Your instructions: Carry on the article about Matteo Renzi's book and political comeback from the point where it stops.

Text extract:
Renzi's return?

Renzi’s was not a failure of a political career. He did some good in his time at the helm: freeing up the labour market and making some modest alterations to speed up the courts system, both of which were sorely needed. Now he wants another go.

Matteo-renzi_2825899b
Matteo Renzi
Timwork
Tim Hedges
On 30 August 2017 09:20

Except perhaps at the beach, Italians are not traditionally great readers, preferring entertainment that is more noisy such as football, or talking at lunch in a crowded restaurant with the television on.

So it is not easy to guess at the likely success of a newly published book, ‘Avanti. Perché l’Italia non si ferma’ (Forwards. Why Italy won’t stop). It is by former Prime Minister Matteo Renzi and it is about….well, it is about him.

The book was due to be launched at the Festival of the Mind in Sarzana, Liguria, but in a move typical of the times the organisers have said that Liguria is no longer a Democratic Party fiefdom and he couldn’t count on their support. Indeed the region is run by Berlusconi’s Forza Italia. Everything is political here.

The Democratic Party, currently in power through Prime Minister Gentiloni, is probably the most likely to come first at the next election, but no one would put that much money on its beating either the 5-Star movement or the resurgent Forza Italia.

Anyhow, despite the botched launch, I got a copy of the book. It is solipsistic and exculpatory, as you would expect a politician’s book to be, but strangely engaging. He describes his period in office as the 1,000 days, a clear reference to John F Kennedy’s presidency.

A young leader, the dawn of a new age, it must be tempting to see himself on this light. But what is interesting is his tone. Naming names, he says that his detractors on the left, just like Silvio Berlusconi on the right, have a vested interest in keeping things as they are. Only he, Renzi, is determined to secure change.

Entries provided:
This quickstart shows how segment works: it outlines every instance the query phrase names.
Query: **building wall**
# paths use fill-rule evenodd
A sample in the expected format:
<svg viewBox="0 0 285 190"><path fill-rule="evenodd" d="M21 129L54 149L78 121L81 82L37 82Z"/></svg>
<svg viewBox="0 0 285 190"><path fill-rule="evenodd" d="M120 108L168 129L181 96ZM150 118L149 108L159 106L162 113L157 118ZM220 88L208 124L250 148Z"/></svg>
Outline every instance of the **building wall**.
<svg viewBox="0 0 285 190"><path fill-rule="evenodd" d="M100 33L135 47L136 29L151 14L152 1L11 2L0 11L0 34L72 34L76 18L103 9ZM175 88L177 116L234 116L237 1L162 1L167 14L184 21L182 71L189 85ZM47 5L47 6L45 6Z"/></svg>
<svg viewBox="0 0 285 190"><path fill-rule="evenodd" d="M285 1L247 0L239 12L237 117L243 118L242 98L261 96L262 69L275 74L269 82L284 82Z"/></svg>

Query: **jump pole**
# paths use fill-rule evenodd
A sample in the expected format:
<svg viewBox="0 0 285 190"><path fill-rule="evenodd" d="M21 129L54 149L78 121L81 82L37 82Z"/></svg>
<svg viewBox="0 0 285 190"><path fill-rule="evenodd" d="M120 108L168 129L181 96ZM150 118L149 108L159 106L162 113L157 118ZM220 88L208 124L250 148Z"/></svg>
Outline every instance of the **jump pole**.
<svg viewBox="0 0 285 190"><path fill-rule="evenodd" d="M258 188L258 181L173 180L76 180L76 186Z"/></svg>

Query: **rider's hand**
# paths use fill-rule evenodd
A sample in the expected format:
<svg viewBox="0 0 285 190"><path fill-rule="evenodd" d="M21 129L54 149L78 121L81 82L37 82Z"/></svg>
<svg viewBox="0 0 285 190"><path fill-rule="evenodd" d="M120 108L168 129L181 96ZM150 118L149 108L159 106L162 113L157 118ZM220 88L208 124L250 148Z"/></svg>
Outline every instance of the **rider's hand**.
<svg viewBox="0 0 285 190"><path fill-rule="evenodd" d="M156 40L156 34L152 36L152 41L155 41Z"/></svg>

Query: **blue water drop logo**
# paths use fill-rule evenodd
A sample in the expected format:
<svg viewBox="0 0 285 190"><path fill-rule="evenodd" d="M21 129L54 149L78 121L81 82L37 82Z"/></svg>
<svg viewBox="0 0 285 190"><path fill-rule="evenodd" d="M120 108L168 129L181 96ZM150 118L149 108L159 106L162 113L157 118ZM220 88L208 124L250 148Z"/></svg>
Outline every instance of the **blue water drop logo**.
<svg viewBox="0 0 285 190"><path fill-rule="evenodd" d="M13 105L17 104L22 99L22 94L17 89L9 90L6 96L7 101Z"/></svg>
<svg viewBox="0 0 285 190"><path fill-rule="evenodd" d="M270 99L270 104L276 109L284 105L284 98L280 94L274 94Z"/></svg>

* * *

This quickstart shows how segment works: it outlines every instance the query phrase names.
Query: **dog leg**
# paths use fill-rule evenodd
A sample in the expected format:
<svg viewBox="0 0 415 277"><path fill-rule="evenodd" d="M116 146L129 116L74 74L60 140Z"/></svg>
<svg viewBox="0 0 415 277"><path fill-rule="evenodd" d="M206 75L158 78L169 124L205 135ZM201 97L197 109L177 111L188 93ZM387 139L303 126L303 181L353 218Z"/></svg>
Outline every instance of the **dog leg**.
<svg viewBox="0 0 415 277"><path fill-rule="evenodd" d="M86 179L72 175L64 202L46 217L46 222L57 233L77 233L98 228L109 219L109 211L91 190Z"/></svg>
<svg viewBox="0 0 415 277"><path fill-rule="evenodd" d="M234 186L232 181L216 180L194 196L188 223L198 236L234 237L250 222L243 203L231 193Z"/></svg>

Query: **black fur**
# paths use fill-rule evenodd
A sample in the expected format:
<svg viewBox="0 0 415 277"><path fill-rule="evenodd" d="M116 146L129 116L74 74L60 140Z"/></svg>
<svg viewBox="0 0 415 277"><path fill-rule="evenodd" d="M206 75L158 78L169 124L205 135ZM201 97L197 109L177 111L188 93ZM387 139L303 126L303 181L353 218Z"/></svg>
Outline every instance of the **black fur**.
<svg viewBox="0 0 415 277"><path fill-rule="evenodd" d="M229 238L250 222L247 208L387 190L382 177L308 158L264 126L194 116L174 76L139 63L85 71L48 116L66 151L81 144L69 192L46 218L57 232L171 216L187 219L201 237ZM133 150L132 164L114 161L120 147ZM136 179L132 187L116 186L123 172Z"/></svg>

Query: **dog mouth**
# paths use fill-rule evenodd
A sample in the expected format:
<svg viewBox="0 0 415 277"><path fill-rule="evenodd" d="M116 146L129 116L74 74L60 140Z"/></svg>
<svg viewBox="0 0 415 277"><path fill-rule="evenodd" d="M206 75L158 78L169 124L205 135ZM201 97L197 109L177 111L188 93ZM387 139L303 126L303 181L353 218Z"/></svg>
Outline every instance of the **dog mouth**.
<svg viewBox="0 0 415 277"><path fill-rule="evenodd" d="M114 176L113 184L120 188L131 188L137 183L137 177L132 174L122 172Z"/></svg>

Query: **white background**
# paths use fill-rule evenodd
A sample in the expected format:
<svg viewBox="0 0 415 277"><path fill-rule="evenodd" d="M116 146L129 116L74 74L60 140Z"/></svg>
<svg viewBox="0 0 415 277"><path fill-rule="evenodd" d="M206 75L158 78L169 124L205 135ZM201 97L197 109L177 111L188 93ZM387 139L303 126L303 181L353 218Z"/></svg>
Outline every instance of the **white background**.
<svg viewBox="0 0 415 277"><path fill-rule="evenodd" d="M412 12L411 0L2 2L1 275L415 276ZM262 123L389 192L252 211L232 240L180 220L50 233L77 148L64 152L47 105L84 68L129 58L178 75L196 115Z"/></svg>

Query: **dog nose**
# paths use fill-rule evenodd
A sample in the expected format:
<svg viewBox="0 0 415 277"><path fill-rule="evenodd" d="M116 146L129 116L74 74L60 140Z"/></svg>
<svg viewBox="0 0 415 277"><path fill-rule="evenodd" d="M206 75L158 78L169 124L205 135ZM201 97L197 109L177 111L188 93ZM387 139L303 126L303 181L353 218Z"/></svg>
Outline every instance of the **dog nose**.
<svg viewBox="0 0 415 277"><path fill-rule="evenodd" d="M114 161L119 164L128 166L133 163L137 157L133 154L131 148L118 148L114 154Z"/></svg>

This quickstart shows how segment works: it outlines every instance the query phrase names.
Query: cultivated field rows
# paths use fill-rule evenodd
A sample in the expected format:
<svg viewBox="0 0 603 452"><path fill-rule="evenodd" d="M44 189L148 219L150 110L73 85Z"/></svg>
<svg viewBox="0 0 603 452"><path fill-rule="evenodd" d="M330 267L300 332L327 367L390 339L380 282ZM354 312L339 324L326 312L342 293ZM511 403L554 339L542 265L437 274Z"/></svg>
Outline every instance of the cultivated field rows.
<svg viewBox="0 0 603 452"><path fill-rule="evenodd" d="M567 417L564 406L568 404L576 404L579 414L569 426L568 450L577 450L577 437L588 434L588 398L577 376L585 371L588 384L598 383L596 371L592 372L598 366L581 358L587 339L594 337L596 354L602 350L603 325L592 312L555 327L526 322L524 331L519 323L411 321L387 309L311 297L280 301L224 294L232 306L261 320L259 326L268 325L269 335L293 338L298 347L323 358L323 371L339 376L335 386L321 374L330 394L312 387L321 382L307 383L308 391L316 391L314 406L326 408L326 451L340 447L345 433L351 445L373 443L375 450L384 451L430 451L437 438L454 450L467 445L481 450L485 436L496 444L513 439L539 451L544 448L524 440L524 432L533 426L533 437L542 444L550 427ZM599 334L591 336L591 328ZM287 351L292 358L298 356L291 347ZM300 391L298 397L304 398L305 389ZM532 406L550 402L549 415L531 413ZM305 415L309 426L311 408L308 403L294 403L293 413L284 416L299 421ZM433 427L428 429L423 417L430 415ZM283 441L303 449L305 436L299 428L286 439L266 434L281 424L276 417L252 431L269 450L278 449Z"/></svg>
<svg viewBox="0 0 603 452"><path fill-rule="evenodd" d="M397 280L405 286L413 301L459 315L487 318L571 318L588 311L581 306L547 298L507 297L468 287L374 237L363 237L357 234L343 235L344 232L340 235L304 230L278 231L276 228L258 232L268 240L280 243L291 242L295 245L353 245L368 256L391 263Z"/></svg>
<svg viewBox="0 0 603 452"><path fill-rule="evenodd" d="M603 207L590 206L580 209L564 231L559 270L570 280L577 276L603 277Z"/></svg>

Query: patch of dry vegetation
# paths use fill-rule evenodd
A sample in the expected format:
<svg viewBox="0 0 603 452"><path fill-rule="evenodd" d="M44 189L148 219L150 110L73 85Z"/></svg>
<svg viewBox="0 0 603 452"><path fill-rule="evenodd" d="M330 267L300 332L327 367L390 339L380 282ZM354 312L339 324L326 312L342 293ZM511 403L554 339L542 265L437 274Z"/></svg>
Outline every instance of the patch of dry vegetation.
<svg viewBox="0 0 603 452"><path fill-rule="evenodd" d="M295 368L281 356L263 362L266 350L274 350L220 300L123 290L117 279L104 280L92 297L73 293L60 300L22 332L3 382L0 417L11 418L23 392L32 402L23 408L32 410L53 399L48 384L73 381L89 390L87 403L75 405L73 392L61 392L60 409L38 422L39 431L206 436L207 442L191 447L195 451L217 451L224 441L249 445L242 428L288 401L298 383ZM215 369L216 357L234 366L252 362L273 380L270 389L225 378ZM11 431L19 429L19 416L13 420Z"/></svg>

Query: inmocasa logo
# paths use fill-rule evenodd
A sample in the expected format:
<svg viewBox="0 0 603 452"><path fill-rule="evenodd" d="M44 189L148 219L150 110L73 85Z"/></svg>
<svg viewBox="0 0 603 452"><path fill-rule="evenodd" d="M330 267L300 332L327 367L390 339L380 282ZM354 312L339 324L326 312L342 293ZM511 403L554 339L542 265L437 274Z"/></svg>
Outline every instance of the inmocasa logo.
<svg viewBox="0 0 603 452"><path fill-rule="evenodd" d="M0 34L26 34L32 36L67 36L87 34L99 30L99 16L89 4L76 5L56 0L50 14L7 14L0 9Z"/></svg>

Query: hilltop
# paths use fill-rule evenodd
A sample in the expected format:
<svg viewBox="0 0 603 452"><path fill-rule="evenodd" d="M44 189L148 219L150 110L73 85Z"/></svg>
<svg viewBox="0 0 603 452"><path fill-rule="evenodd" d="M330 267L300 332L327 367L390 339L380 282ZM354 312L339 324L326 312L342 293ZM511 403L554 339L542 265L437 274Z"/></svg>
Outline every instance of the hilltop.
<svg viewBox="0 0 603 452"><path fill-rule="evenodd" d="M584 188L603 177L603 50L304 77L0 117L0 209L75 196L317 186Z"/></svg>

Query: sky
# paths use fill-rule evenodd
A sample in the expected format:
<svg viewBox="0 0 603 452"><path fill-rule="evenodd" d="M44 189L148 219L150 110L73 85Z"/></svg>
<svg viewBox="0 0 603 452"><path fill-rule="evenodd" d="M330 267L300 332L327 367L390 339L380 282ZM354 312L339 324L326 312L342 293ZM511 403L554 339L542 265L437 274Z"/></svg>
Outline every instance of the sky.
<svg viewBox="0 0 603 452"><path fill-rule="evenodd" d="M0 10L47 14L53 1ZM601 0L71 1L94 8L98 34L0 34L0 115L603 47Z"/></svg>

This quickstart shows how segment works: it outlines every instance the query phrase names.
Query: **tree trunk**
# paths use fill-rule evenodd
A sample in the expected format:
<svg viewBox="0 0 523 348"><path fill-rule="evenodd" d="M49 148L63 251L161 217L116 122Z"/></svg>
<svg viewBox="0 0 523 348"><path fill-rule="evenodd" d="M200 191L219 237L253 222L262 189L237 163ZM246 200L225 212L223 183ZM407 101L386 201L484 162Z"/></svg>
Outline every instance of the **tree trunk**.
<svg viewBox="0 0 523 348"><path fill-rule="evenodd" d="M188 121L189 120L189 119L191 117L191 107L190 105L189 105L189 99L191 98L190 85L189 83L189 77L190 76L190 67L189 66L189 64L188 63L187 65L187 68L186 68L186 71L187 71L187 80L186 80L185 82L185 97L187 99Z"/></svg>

Exercise output:
The book deals with his demise, after what I calculate as 1,024 days making his the fourth longest serving government since the war. One of the main planks of his reform agenda had been reform of the bicameral political system.

In Italy, unlike any major country I can think of, the two chambers of parliament have exactly equal weight. If the Senate votes one way and the House of Deputies the other, there is stalemate. Unsurprisingly, not much gets done.

Renzi’s solution was to emasculate the Senate, making it not much more than a regional debating chamber. To make this change to the constitution he needed to put it to a referendum, which took place last December. He lost and resigned.

Renzi’s was not a failure of a political career. He did some good in his time at the helm: freeing up the labour market and making some modest alterations to speed up the courts system, both of which were sorely needed. It was perhaps because he promised so much that he is seen as a failure.

But now he wants another go. He is still leader of his party and so can be its candidate at the next election, simply thanking the unfortunate Paolo Gentiloni for keeping the seat warm. And Renzi is still popular, though his tireless attempts to prove this make the reader’s attention wander.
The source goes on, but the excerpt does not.